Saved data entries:
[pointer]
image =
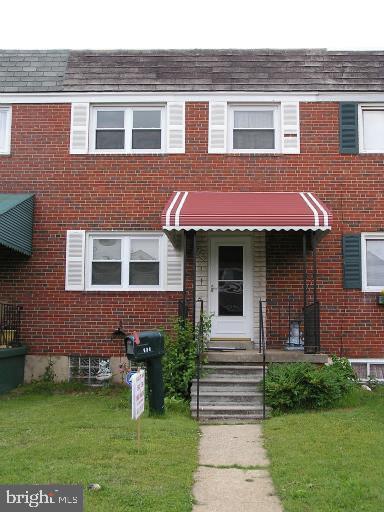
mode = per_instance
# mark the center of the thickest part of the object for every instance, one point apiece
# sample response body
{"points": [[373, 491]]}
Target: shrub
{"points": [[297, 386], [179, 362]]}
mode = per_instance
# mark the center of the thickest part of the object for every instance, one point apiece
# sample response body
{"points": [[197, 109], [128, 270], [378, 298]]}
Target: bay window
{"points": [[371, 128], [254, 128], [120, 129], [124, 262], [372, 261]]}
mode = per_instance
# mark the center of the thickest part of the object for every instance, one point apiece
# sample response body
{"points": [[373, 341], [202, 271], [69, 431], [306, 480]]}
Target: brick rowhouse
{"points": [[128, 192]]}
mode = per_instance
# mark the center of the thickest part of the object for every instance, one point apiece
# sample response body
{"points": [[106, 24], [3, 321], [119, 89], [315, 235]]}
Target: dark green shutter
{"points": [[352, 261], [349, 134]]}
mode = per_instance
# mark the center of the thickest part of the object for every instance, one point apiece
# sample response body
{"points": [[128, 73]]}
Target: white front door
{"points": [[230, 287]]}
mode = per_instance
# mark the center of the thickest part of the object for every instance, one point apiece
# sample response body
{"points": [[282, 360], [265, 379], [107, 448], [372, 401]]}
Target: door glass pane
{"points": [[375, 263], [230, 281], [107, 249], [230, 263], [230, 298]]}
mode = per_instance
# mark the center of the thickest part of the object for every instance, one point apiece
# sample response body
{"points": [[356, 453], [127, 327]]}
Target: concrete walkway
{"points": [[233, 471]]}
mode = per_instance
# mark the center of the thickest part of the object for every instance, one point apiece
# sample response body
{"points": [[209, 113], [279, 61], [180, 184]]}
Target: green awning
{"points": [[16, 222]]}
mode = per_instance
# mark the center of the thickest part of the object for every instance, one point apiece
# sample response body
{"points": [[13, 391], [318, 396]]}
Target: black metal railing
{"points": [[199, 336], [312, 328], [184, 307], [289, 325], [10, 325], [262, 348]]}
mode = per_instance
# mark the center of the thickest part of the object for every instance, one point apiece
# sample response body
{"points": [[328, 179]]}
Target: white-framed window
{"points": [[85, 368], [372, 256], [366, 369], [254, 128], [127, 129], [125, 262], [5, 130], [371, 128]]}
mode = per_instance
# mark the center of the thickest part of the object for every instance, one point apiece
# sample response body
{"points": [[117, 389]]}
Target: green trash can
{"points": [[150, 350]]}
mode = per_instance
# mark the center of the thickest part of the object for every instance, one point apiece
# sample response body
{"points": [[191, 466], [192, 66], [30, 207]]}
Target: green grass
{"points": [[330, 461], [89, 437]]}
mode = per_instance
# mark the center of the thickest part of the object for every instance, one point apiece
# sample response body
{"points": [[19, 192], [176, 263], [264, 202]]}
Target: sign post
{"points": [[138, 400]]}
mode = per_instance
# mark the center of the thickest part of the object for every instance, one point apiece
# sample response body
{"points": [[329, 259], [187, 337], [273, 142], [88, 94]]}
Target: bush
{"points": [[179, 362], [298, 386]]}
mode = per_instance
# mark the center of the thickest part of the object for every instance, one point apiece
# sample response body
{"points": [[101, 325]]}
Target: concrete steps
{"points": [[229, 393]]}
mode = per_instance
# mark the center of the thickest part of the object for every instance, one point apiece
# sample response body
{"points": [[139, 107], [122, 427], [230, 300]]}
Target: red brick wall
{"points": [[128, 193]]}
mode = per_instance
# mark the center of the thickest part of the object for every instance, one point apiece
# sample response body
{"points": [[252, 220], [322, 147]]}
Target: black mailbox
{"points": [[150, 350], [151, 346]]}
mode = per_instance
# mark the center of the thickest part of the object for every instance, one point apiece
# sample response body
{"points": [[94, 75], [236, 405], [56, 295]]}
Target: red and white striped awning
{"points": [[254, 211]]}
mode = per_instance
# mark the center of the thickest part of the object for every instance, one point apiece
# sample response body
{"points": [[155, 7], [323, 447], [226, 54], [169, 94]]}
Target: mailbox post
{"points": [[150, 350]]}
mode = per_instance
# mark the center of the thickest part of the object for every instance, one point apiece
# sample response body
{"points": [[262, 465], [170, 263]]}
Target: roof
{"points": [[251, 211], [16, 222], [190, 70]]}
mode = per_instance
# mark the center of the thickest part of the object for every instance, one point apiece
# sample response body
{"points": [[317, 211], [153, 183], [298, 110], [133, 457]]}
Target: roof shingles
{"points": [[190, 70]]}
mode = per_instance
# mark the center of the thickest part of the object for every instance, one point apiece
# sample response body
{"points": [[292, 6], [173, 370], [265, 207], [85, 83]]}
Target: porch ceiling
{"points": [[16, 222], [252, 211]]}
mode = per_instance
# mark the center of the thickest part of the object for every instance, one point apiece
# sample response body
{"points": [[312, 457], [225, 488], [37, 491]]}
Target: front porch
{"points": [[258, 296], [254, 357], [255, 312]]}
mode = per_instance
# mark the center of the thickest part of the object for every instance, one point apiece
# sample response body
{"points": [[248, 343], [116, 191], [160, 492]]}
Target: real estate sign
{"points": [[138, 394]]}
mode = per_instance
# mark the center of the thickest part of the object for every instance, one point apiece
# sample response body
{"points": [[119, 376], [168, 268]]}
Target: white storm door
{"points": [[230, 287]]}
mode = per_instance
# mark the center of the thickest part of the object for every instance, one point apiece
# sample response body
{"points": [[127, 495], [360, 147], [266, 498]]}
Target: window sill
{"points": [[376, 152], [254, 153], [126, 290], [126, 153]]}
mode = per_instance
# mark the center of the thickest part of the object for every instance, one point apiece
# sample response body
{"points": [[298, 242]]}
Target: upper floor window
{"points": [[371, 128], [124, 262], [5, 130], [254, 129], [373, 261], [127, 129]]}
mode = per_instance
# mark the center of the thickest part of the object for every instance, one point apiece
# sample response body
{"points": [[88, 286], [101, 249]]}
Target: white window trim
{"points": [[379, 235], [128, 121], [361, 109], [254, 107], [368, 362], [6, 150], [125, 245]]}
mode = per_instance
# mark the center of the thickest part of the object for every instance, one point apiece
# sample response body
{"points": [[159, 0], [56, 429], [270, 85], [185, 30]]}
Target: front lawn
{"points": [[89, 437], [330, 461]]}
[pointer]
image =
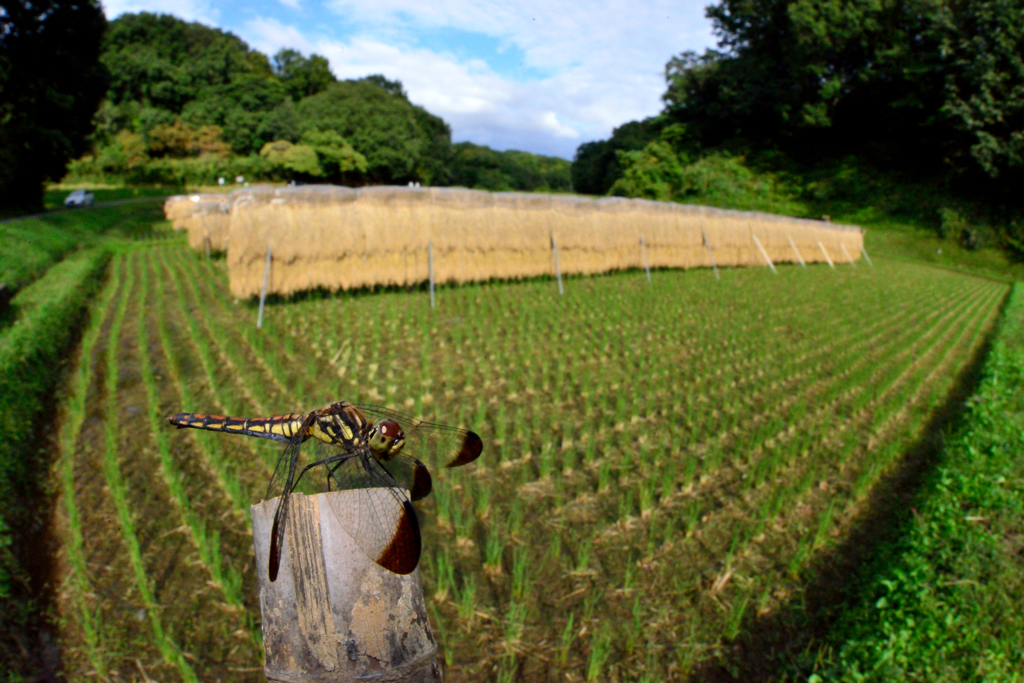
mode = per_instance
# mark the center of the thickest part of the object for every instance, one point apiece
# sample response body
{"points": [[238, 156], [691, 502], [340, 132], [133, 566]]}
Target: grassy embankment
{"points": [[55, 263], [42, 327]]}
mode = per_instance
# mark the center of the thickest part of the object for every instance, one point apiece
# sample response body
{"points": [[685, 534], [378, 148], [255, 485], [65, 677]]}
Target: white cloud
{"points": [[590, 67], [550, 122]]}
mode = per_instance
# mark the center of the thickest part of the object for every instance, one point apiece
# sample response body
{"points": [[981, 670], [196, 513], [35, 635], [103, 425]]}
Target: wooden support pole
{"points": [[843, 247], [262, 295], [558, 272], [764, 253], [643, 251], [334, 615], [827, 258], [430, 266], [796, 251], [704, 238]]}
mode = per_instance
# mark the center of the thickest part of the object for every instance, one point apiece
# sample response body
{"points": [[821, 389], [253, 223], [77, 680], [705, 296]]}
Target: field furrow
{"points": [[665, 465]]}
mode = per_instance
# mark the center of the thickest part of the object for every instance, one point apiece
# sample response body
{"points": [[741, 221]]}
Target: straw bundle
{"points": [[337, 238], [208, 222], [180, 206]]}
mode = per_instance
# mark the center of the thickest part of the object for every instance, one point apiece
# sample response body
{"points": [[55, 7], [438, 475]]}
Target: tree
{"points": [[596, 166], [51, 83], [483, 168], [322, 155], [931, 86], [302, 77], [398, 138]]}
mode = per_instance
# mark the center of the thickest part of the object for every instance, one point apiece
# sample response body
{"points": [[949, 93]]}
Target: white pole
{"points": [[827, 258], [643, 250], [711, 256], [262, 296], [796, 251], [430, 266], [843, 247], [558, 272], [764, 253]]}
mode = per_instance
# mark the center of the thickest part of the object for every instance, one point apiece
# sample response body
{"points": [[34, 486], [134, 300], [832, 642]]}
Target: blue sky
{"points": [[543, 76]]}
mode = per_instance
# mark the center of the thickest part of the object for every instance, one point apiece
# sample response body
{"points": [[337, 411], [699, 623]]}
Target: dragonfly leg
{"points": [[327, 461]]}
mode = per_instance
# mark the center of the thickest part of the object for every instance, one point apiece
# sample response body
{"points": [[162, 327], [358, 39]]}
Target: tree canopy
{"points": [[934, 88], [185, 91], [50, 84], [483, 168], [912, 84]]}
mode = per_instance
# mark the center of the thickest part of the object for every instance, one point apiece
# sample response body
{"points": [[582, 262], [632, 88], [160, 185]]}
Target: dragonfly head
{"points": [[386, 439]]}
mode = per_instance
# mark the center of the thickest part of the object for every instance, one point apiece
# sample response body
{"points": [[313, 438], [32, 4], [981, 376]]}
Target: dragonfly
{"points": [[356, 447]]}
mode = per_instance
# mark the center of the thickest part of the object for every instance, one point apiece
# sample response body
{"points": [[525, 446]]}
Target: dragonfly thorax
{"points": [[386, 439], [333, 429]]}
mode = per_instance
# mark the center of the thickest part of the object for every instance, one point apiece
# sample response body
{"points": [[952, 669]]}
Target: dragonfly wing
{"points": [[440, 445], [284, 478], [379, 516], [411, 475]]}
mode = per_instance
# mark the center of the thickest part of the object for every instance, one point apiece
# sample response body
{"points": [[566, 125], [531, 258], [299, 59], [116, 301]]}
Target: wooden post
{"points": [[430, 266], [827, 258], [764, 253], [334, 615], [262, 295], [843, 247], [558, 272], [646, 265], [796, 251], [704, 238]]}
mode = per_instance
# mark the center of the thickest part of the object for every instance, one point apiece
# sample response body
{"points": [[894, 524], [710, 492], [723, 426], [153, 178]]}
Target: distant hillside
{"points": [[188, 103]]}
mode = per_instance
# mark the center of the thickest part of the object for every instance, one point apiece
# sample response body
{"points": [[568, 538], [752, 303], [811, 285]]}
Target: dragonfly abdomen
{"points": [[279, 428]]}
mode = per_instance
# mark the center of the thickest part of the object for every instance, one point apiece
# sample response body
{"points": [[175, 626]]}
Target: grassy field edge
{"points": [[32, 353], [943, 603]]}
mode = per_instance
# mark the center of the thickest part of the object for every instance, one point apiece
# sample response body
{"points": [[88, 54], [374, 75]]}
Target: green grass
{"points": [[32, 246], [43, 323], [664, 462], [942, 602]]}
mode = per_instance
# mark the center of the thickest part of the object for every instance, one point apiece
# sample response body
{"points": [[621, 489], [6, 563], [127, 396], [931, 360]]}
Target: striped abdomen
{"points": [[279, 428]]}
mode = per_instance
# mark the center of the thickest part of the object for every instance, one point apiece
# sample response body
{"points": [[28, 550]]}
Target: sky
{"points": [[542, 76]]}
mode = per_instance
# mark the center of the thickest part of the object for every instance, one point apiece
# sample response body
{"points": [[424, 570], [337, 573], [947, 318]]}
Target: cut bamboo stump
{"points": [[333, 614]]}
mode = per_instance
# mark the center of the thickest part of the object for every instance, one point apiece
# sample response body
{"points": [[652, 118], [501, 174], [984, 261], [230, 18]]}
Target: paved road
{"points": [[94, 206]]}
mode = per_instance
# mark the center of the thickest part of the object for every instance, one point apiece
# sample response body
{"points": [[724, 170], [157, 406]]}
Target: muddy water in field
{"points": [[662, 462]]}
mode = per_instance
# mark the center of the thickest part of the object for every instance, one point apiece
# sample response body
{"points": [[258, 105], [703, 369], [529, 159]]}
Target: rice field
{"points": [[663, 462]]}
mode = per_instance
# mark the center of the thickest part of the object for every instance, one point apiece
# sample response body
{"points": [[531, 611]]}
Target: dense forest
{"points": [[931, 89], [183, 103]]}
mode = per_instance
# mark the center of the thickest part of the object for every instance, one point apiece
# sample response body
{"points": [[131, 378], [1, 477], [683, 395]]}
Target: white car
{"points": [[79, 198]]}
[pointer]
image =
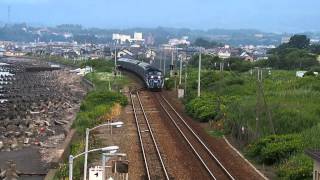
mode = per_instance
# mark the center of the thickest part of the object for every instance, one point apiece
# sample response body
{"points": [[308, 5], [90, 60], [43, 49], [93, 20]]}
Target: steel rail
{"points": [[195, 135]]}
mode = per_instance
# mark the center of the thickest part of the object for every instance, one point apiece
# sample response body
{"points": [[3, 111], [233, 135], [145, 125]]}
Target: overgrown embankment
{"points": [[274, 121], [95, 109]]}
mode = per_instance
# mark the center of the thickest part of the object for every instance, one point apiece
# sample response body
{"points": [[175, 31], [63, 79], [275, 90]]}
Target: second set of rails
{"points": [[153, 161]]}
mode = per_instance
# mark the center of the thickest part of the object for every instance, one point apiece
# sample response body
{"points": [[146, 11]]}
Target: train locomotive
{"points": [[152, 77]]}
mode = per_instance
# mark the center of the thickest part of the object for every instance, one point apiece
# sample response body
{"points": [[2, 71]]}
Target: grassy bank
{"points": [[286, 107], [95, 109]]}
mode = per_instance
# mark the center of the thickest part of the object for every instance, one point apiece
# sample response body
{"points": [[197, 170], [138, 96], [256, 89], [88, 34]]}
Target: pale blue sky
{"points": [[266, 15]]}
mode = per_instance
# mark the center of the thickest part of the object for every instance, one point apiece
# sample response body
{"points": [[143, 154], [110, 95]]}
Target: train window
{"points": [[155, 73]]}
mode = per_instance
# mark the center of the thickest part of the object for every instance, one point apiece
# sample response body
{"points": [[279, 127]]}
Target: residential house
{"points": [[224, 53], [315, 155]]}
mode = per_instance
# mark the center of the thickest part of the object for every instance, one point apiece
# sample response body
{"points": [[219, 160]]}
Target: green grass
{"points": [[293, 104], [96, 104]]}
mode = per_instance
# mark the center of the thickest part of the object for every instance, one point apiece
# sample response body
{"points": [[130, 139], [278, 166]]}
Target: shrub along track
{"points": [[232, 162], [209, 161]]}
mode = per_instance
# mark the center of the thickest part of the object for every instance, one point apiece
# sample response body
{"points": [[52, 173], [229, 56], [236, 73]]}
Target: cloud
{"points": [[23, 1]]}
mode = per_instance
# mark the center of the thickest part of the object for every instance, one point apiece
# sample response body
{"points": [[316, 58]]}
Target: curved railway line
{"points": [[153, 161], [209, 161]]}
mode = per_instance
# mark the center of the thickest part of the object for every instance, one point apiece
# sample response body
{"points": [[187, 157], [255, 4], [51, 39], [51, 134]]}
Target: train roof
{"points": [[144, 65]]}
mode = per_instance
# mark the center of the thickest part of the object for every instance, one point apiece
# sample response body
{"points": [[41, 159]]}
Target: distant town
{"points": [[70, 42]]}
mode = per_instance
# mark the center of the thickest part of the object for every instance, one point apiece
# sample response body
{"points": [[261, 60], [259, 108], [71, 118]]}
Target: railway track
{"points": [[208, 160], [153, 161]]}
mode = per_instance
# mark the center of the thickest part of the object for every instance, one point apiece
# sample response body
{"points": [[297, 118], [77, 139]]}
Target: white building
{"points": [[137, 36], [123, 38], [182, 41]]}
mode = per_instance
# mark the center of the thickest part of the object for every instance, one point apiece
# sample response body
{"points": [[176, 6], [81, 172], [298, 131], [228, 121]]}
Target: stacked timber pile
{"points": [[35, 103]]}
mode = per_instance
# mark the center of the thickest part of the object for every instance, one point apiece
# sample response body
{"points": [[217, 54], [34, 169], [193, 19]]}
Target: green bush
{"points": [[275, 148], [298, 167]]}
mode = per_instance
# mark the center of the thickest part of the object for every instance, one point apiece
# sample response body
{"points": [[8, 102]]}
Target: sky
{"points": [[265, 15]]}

Work to complete: List each line of the records that contains the word "grassy".

Finished exercise:
Target: grassy embankment
Target: grassy field edge
Target: grassy bank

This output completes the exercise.